» **Supplied material**:
--- START ---

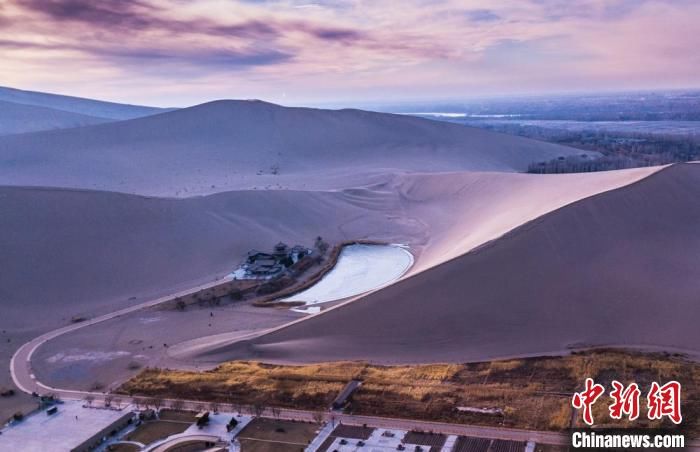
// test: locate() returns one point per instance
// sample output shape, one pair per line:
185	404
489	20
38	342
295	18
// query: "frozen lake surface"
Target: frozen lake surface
360	268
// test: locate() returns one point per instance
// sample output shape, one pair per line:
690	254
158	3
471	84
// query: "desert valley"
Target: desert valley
121	240
349	226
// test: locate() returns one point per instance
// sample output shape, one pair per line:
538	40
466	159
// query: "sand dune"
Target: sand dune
19	118
619	268
79	105
82	252
230	145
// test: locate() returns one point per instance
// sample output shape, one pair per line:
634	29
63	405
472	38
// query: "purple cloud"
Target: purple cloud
482	15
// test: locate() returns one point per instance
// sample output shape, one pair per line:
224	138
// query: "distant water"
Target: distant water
360	268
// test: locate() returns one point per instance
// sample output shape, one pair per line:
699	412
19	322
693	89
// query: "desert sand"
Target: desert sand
232	145
19	118
169	243
78	105
620	268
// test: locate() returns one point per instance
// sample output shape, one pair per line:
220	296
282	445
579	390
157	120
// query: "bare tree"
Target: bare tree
318	417
157	403
178	405
258	409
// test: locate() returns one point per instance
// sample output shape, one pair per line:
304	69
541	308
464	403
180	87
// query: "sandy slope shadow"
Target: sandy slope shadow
621	268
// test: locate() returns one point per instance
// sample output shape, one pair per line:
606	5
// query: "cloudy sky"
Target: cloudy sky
181	52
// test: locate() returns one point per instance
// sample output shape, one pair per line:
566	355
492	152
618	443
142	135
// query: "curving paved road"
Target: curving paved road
24	378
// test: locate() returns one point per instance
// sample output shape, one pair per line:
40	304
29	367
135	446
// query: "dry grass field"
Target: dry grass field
532	393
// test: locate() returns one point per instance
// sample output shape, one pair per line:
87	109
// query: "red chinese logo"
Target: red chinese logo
625	401
665	401
662	401
587	398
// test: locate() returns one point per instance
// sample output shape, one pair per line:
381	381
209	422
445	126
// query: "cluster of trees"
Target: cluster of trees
619	151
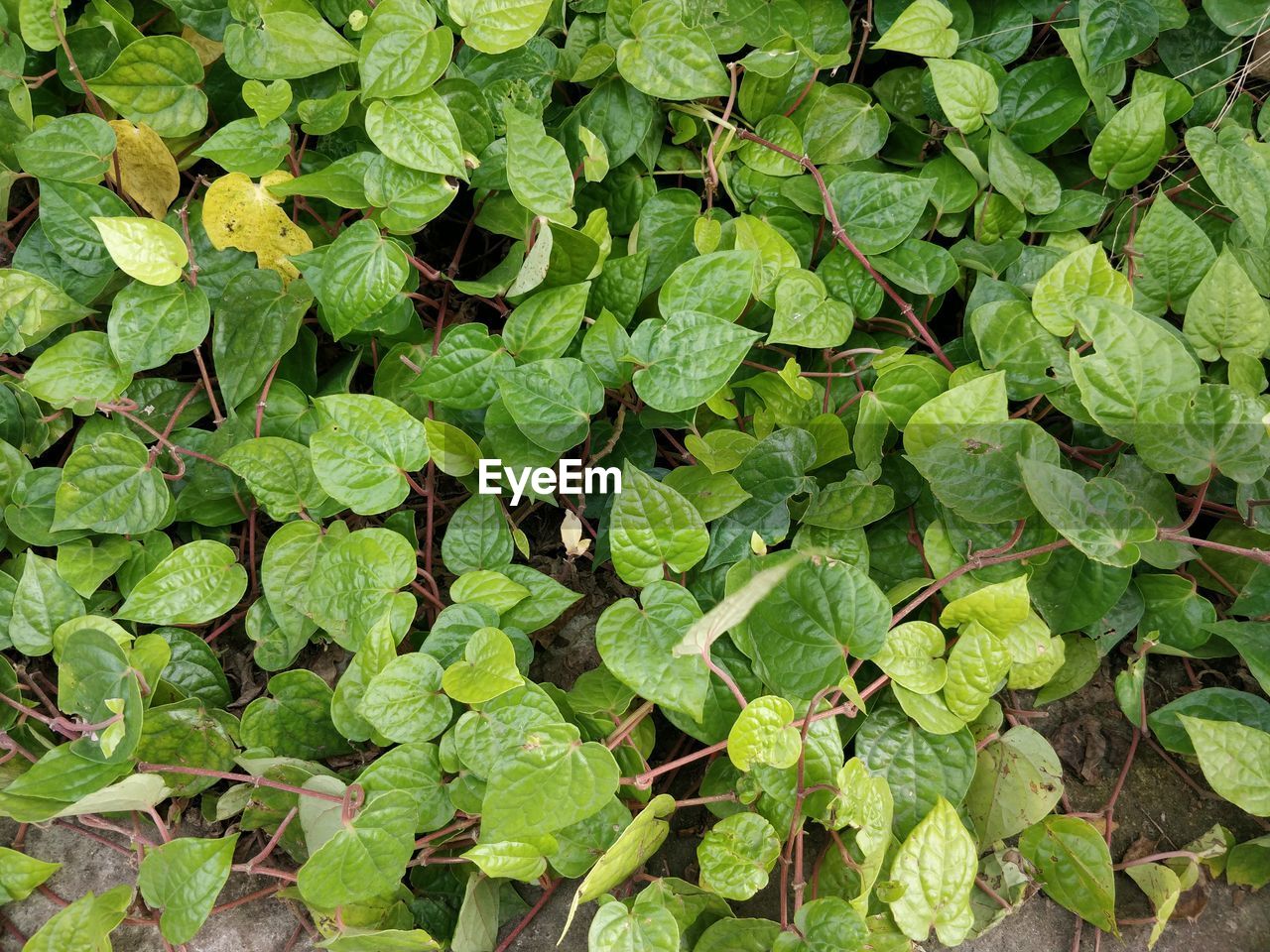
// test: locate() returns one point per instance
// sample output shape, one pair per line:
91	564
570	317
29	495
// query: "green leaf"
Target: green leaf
21	875
913	656
402	54
804	631
33	308
112	485
735	856
1237	175
547	783
198	581
1026	181
499	26
629	852
937	865
1115	30
919	767
1164	888
880	209
363	451
361	275
668	382
538	169
151	324
1225	315
404	702
1132	143
285	40
635	643
1097	517
1175	254
965	91
366	857
975	666
668	59
76	372
1080	275
1075	867
85	924
763	735
68	149
1135	362
653	526
1214	428
295	721
1017	780
155	80
547	322
620	929
417	132
278	472
246	146
1233	758
924	30
183	879
552	402
41	603
508	861
486	669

--- END ---

» **Problem description**: The copy you produce must hold all the records above exactly and none of their pictures.

» **Written response**:
// test: locate() returns one point per instance
// sample output shape, one pair per line:
185	404
489	20
38	342
295	18
// query: "frozen lake surface"
Target: frozen lake surface
360	268
// test: locate() returns one point per instance
// sample output shape, one pair per line:
690	254
158	3
471	84
// query: "desert valley"
Target: desert valley
121	240
349	226
// test: locate() returns one point per instance
// sample output shape, one pair per line:
538	40
466	159
// query: "sand dune"
Target: sand dune
19	118
619	268
79	105
82	252
230	145
// test: locate() returns one point per instance
// sample output shape, one pair per line:
634	29
63	405
472	38
// query: "purple cloud"
Target: purple cloud
482	15
// test: locate() returns one point per instance
// sample output shape, one pair per line:
224	138
// query: "distant water"
Target: distant water
360	268
// test: locate() returns one point per instance
// sample output shape, one pair per line:
699	412
19	322
693	89
// query: "desert sand"
Target: desert sand
232	145
19	118
169	243
78	105
620	268
// test: locate() returns one point per instance
// sample output shape, one pair per line:
220	296
282	445
579	390
157	120
// query: "bare tree"
Target: bare tree
318	417
157	403
178	405
258	409
// test: locate() returns one point per instance
// sample output shape, one pair per line:
304	69
541	308
464	403
180	87
// query: "sandy slope shadow"
Target: sandy slope shadow
621	268
// test: locate() returns one point per instance
// sample output shape, one pair per line:
606	5
// query: "cloudy sky"
Target: cloudy sky
181	52
// test: locate() returns one point per instance
// sample output shape, one pair per line:
566	355
492	152
618	443
142	135
// query: "curving paved road"
Target: curving paved road
24	378
// test: locate() returns one point per instance
// sample output shape, one pair per line:
40	304
29	367
135	446
// query: "dry grass field"
Target: dry grass field
532	393
// test: locate() returns one point per instance
// sample output shape, one pair per line:
87	109
// query: "red chinese logo"
Target: red chinese logo
625	401
665	401
662	401
587	398
// test: locate() returns one point per instance
// sample output shape, one pair per line:
381	381
209	422
445	126
// query: "cluster of trees"
Target: cluster of trees
619	151
// test: locate() returns one point per instance
// sample output shape, one pair per line:
91	564
570	317
29	495
// query: "green leaf"
Target: green leaf
21	875
913	656
402	54
804	631
33	308
112	485
735	856
1237	175
547	783
198	581
1026	181
499	26
629	852
937	865
1115	30
919	767
1164	888
880	209
363	451
361	275
668	382
538	169
151	324
1225	315
404	702
1132	143
285	40
635	643
1097	517
1175	254
965	91
366	857
975	666
668	59
76	372
1080	275
1075	867
85	924
763	735
68	149
1135	362
653	526
1214	428
295	721
1017	780
155	80
547	322
620	929
417	132
278	472
246	146
1233	758
924	30
183	879
552	402
41	603
508	861
486	669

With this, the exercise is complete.